Lines of data
★ ★ ★

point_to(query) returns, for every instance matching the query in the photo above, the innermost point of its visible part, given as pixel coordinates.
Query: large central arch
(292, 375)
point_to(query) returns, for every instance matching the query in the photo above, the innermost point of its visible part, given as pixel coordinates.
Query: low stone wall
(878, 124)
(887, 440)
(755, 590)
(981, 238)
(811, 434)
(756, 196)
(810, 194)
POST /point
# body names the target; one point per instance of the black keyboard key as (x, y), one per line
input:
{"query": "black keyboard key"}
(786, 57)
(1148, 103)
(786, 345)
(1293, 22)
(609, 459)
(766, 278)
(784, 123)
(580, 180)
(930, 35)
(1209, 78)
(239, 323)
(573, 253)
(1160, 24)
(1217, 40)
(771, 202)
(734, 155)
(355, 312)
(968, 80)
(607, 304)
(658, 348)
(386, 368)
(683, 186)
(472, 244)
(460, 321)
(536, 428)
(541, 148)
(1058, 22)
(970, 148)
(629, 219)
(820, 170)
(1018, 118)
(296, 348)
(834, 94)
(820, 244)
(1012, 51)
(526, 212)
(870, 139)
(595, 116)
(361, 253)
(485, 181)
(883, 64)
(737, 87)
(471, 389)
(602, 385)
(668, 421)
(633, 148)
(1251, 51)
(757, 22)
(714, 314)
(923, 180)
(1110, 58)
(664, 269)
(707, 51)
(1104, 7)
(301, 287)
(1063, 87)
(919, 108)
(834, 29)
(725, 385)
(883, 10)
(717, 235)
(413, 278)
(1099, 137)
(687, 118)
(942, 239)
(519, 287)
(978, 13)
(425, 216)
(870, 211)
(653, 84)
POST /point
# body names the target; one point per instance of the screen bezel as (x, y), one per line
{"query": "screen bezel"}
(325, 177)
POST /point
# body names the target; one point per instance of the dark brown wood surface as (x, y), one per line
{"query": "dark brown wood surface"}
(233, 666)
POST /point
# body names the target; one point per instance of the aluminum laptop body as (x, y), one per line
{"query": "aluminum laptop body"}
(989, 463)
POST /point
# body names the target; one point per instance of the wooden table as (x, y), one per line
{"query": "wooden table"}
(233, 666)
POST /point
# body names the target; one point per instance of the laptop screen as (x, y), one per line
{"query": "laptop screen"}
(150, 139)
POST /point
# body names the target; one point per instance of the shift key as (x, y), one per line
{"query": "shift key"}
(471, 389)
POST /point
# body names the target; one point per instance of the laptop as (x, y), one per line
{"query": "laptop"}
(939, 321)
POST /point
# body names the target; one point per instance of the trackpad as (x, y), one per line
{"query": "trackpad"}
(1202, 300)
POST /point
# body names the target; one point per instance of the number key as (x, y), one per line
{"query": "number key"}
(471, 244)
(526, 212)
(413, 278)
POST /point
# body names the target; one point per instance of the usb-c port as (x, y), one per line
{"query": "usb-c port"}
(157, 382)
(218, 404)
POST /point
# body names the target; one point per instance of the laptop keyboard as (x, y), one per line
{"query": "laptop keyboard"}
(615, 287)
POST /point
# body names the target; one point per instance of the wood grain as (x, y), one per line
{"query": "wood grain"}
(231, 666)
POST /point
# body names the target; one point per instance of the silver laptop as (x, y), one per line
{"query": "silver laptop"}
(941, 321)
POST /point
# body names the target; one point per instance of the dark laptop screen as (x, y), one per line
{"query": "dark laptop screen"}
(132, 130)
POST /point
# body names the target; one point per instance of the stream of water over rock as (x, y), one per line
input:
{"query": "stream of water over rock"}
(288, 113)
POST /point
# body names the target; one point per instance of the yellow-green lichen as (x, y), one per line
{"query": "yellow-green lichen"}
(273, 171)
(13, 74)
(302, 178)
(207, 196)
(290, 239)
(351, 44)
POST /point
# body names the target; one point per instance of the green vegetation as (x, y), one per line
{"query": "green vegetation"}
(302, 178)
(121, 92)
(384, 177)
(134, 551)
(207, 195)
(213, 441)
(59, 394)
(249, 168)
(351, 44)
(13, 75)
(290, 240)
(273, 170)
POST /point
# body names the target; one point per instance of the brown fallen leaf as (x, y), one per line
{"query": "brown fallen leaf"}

★ ★ ★

■ **Exercise directions**: Nothing should be left out: repeat all of the data exactly.

■ **In response**:
point_to(query) returns, for every instance matching the query in the photo above, the innermost point of its visible part, given as pixel coordinates.
Query: large central arch
(292, 375)
point_to(query) returns, for every instance matching the query in the photo above, the innermost point of its visible part, given as pixel coordinates.
Query: low stone wall
(878, 124)
(887, 440)
(755, 590)
(981, 238)
(811, 434)
(756, 196)
(810, 194)
POST /point
# body names the target; one point per instance of the black keyboard key as (x, y), one per line
input:
{"query": "black keyboard key"}
(786, 57)
(1148, 103)
(786, 345)
(1293, 22)
(609, 459)
(766, 278)
(784, 123)
(580, 180)
(930, 35)
(1209, 78)
(239, 323)
(573, 253)
(1160, 24)
(1217, 40)
(771, 202)
(734, 155)
(355, 312)
(968, 80)
(607, 304)
(658, 348)
(386, 368)
(683, 186)
(472, 244)
(460, 321)
(536, 428)
(541, 148)
(1058, 22)
(970, 148)
(629, 219)
(820, 170)
(1018, 118)
(296, 348)
(834, 94)
(820, 244)
(1012, 51)
(526, 212)
(870, 139)
(595, 116)
(361, 253)
(485, 181)
(883, 64)
(737, 87)
(471, 389)
(602, 385)
(668, 421)
(633, 148)
(1251, 51)
(757, 22)
(714, 314)
(923, 180)
(1110, 58)
(664, 269)
(707, 51)
(1104, 7)
(301, 287)
(1063, 87)
(919, 108)
(834, 29)
(725, 385)
(883, 10)
(717, 235)
(413, 278)
(1099, 137)
(687, 118)
(942, 239)
(519, 287)
(978, 13)
(425, 216)
(870, 211)
(653, 84)
POST /point
# body names the target; one point per instance of the screen bezel as (x, y), one per line
{"query": "screen bezel"}
(325, 177)
POST /point
# body names the target; one point per instance of the dark brown wood surface as (x, y), one per line
{"query": "dark brown wood surface"}
(233, 666)
POST /point
# body names the target; one point per instance of the aluminum laptop body as (x, y), one per line
{"query": "aluminum laptop body"}
(989, 463)
POST /point
# body names the target; one point per instance of the wooden table as (x, y), one per line
{"query": "wooden table"}
(233, 666)
POST /point
# body names the target; one point per instance of the laptop screen as (x, y), one per line
{"query": "laptop screen"}
(150, 139)
POST /point
# body names the target; one point per instance of the shift key as (x, y), one per line
{"query": "shift key"}
(471, 389)
POST /point
# body names the target; one point per instance of the laptop as (x, y), one per line
{"query": "laptop"}
(939, 321)
POST /point
# body names the target; one point per instance of the trackpad as (x, y), one per line
{"query": "trackpad"}
(1202, 300)
POST /point
# body names the target; one point per instance of the number key as (x, y), one per line
{"query": "number key"}
(471, 244)
(526, 212)
(413, 278)
POST /point
# body names the target; one point per instance of the usb-c port as (x, y), one per line
{"query": "usb-c port"}
(157, 382)
(218, 404)
POST /point
# body names the target; one point per instance of the laptop keyboard as (x, y), one per line
{"query": "laptop keyboard"}
(615, 287)
POST /point
# body names the target; one point per instance of the wood grain as (x, y), one per line
{"query": "wood grain"}
(231, 666)
POST /point
# body names the target; one point per instance of the silver laptop as (x, y), one per line
{"query": "silver laptop"}
(941, 321)
POST /point
# body names the target; one point per instance of the dark laptop screen as (x, y), one per line
{"query": "dark laptop screen"}
(132, 130)
POST /point
# body names the target; one point per instance of the stream of water over rock as (x, y), one per line
input:
{"query": "stream of water over rock"}
(288, 113)
POST /point
# body names the target; one point per instance of the yellow-green lichen as (x, y), one per line
{"query": "yellow-green lichen"}
(273, 171)
(13, 74)
(302, 178)
(207, 196)
(290, 239)
(351, 44)
POST /point
# body names the target; one point per instance of the green vegetation as (x, y), one per line
{"query": "green vegetation"}
(302, 178)
(121, 92)
(384, 177)
(134, 551)
(207, 195)
(213, 441)
(59, 394)
(249, 168)
(351, 44)
(13, 75)
(290, 240)
(273, 170)
POST /point
# body names the target; one point per instance of the brown fallen leaf as (x, y), one per line
{"query": "brown fallen leaf"}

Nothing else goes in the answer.